[The task]: Please write out exactly the lines that begin at the line containing "Mark each instance of the stainless steel wall" and run to the end of the records.

Pointing dataset records

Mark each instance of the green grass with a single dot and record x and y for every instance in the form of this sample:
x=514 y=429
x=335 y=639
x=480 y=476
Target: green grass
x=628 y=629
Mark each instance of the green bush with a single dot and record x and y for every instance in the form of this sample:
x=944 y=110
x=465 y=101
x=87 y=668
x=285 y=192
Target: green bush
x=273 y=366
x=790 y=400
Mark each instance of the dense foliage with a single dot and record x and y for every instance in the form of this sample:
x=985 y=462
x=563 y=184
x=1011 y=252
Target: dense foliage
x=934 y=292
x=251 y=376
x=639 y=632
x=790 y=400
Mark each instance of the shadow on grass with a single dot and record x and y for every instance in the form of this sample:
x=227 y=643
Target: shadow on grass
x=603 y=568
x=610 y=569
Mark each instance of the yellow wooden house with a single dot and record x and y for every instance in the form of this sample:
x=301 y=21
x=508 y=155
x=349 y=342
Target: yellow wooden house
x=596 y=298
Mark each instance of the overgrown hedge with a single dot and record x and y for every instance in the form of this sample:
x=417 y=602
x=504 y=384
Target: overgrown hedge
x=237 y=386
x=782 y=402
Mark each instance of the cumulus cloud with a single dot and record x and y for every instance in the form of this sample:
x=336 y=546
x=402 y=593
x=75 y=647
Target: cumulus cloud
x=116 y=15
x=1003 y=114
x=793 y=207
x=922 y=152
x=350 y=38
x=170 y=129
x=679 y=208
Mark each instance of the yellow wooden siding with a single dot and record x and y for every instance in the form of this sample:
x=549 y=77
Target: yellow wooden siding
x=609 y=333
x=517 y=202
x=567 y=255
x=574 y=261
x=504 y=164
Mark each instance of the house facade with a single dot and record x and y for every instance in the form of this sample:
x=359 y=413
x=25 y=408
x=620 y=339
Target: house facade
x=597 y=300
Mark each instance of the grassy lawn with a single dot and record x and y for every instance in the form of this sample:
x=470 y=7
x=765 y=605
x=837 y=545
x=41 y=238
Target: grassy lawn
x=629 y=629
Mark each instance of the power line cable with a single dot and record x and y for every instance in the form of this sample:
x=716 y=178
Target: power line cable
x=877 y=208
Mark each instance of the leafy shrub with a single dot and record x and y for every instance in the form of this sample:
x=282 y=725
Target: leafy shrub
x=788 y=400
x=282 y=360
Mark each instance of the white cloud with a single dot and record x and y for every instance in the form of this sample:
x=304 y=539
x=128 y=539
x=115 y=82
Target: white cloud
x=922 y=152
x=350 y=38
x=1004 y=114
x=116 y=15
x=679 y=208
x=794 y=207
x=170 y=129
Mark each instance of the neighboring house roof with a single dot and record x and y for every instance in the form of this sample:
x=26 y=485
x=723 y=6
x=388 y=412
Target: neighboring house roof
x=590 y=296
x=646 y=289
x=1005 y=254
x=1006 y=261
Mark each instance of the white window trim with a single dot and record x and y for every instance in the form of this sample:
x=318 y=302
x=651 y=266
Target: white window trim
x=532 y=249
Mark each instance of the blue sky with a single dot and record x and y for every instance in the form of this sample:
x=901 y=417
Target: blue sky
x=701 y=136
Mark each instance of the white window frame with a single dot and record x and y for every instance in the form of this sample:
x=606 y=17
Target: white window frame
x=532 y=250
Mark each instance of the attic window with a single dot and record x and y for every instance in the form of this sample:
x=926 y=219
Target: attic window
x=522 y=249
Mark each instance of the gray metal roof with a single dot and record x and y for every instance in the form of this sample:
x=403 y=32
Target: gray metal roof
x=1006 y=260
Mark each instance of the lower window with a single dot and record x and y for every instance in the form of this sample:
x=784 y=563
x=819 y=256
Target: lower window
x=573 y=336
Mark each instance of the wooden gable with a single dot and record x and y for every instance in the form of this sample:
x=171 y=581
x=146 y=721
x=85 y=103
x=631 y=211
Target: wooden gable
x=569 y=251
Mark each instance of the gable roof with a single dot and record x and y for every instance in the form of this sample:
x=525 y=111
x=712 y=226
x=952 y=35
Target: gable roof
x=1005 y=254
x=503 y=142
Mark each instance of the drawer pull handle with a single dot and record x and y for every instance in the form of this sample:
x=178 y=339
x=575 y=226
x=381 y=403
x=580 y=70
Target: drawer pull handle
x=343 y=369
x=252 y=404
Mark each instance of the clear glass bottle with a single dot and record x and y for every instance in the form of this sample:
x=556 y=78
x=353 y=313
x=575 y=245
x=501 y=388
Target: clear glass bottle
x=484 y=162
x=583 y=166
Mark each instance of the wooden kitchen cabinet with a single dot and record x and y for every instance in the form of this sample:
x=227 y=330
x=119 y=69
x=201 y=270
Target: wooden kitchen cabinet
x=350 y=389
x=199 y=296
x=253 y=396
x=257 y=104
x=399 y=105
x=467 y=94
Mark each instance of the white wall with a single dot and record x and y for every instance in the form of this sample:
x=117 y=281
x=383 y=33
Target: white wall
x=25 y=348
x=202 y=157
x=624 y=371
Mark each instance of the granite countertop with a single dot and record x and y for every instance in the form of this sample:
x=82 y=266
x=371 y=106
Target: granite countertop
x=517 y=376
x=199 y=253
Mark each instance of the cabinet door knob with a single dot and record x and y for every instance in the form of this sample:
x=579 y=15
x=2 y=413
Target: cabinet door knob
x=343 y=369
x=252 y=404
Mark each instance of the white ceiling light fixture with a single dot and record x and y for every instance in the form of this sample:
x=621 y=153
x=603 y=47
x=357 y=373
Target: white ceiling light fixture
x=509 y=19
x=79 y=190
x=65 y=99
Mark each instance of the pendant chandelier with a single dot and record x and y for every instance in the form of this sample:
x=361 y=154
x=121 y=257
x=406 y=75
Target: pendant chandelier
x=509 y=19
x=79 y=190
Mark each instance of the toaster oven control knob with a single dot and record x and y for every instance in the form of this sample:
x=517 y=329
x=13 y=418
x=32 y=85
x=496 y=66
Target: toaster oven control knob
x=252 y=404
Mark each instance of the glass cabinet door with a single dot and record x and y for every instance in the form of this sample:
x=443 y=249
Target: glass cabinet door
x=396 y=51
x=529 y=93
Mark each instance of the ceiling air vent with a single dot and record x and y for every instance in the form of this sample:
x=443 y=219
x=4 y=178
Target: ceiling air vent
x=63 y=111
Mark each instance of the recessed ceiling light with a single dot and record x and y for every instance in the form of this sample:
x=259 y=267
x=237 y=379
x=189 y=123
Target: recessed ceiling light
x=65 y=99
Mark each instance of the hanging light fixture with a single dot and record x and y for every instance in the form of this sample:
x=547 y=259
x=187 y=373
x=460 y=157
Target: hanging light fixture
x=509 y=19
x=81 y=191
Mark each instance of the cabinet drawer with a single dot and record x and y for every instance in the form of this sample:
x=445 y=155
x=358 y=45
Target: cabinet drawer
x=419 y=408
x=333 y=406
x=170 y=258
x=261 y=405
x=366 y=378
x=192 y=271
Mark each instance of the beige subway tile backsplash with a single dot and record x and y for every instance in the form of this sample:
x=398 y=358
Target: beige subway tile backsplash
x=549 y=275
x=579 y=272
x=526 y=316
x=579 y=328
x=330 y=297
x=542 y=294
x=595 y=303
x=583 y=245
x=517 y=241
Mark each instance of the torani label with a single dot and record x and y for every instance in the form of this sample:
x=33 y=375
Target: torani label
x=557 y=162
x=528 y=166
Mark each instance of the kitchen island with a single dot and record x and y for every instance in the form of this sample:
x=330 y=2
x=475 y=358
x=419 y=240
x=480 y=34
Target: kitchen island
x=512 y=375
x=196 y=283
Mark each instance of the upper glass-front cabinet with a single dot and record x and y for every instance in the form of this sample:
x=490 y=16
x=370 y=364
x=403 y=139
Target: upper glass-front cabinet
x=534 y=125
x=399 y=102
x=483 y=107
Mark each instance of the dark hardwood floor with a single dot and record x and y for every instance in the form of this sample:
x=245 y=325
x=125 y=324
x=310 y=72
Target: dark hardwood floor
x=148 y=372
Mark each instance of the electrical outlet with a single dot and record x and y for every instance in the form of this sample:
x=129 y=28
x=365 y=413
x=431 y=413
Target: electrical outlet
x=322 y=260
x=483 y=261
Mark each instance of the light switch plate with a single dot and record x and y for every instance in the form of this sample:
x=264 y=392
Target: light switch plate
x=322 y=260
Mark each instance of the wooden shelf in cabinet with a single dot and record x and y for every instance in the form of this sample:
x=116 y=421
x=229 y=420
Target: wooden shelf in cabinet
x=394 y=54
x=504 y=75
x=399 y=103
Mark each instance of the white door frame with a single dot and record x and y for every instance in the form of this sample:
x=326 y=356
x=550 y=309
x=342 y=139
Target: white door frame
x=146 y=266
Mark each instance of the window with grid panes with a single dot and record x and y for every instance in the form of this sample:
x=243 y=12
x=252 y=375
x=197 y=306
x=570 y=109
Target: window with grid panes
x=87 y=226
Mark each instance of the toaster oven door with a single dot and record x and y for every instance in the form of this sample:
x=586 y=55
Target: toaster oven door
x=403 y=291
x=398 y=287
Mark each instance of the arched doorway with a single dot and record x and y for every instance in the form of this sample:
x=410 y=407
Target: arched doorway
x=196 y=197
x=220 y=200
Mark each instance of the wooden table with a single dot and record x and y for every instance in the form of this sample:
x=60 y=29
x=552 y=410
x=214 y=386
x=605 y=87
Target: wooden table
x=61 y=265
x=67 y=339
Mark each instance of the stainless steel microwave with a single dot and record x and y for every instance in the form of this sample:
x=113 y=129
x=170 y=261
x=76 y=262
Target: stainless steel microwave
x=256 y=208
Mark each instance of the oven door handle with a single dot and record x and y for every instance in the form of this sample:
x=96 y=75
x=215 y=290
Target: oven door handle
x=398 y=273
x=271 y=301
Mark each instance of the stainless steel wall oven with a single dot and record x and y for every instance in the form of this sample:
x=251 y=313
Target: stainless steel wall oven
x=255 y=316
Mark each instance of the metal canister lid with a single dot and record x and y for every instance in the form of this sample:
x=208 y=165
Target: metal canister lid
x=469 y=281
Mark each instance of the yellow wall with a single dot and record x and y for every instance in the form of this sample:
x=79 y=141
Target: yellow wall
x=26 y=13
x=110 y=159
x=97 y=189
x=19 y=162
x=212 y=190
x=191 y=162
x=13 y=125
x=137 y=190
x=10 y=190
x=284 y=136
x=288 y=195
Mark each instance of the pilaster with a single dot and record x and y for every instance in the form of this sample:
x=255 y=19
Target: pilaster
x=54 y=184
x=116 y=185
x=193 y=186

[The solution]:
Mark each instance of the stainless steel wall oven with a single dot and record x and y for every instance in the form of this sample:
x=251 y=313
Target: stainless steel wall oven
x=255 y=316
Mark each instance of the metal canister lid with a single dot and record x and y for every instance in the form of this sample:
x=208 y=165
Target: metal canister lid
x=469 y=281
Mark each instance of the yellow wall with a single dot and record x and y for every instance in the form of this sample:
x=79 y=141
Target: yellow wall
x=26 y=13
x=110 y=159
x=97 y=189
x=19 y=162
x=212 y=190
x=191 y=162
x=13 y=125
x=137 y=190
x=10 y=190
x=284 y=136
x=288 y=195
Mark each instance of the pilaster with a single dot and record x and y for every instance in the form of this sample:
x=255 y=19
Target: pilaster
x=54 y=184
x=116 y=185
x=193 y=186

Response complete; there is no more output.